Retype the records exactly, from the line holding "[ ] locate the white pigeon's foot" through the end of the records, both included.
# # # # # # #
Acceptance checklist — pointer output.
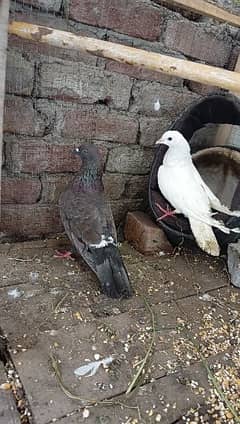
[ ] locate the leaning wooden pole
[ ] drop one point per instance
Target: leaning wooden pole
(4, 12)
(186, 69)
(208, 9)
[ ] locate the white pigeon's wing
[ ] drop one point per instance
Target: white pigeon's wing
(214, 201)
(205, 237)
(184, 191)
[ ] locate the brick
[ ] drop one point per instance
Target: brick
(27, 221)
(195, 41)
(101, 124)
(120, 208)
(19, 74)
(37, 50)
(114, 185)
(40, 51)
(154, 99)
(127, 160)
(151, 129)
(21, 118)
(46, 5)
(20, 190)
(144, 234)
(36, 157)
(142, 74)
(137, 187)
(84, 83)
(53, 186)
(133, 17)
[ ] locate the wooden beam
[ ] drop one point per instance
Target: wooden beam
(4, 13)
(186, 69)
(225, 131)
(208, 9)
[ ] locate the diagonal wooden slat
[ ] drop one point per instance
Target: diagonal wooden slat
(208, 9)
(186, 69)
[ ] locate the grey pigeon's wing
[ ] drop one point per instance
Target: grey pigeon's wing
(87, 219)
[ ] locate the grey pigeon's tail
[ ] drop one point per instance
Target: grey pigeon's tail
(111, 272)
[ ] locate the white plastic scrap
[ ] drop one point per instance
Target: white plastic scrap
(91, 368)
(15, 293)
(206, 297)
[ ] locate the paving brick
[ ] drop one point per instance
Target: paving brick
(19, 74)
(234, 263)
(21, 118)
(151, 129)
(195, 41)
(128, 160)
(46, 5)
(154, 99)
(133, 17)
(20, 190)
(27, 221)
(202, 89)
(84, 83)
(144, 234)
(99, 123)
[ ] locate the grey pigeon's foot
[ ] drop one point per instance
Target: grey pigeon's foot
(64, 255)
(167, 212)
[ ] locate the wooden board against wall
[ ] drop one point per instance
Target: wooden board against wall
(4, 13)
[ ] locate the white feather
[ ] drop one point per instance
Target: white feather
(91, 368)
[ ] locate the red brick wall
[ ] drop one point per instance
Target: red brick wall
(57, 99)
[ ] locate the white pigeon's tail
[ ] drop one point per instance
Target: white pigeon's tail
(205, 237)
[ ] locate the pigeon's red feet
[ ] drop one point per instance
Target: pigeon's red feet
(167, 212)
(64, 255)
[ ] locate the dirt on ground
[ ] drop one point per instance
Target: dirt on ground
(169, 354)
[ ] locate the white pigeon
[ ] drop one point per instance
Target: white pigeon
(181, 184)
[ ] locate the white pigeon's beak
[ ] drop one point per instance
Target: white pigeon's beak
(76, 150)
(159, 141)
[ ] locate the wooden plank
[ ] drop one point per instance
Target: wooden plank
(208, 9)
(8, 410)
(4, 12)
(185, 69)
(225, 132)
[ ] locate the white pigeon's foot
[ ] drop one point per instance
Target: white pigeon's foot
(166, 212)
(64, 255)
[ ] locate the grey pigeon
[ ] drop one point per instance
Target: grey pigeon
(88, 222)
# # # # # # #
# ANSWER TO THE TASK
[ ] locate the white pigeon's foot
[ ] drop one point per instance
Target: white pigeon's foot
(166, 212)
(64, 255)
[ ] locate the grey pigeon
[ ] drop one point per instance
Target: grey pigeon
(88, 222)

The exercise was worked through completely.